> [Pointing dataset records]:
|---|

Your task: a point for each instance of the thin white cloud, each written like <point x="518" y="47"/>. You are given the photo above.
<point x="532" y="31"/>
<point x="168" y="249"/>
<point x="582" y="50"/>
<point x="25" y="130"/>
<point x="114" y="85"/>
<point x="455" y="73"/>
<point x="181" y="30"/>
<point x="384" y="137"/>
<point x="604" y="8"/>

|---|

> [Your instructions]:
Convert the entries above into a two-column CSV with the header columns "prompt" and "target", one row per entry. Put each entry's text in the first column and its answer in the second, wrap every field in double quotes, and replace any line breaks with spaces.

> [Exercise result]:
prompt,target
"Your task: a point for each instance of the thin white cloud, each written like <point x=""518"" y=""47""/>. You are given the photo above.","<point x=""532"" y=""31""/> <point x=""168"" y=""249""/> <point x=""582"" y=""50""/> <point x=""25"" y=""130""/> <point x=""114"" y=""85""/> <point x=""455"" y=""73""/> <point x=""181"" y=""30""/> <point x=""384"" y=""137""/> <point x=""604"" y=""8""/>"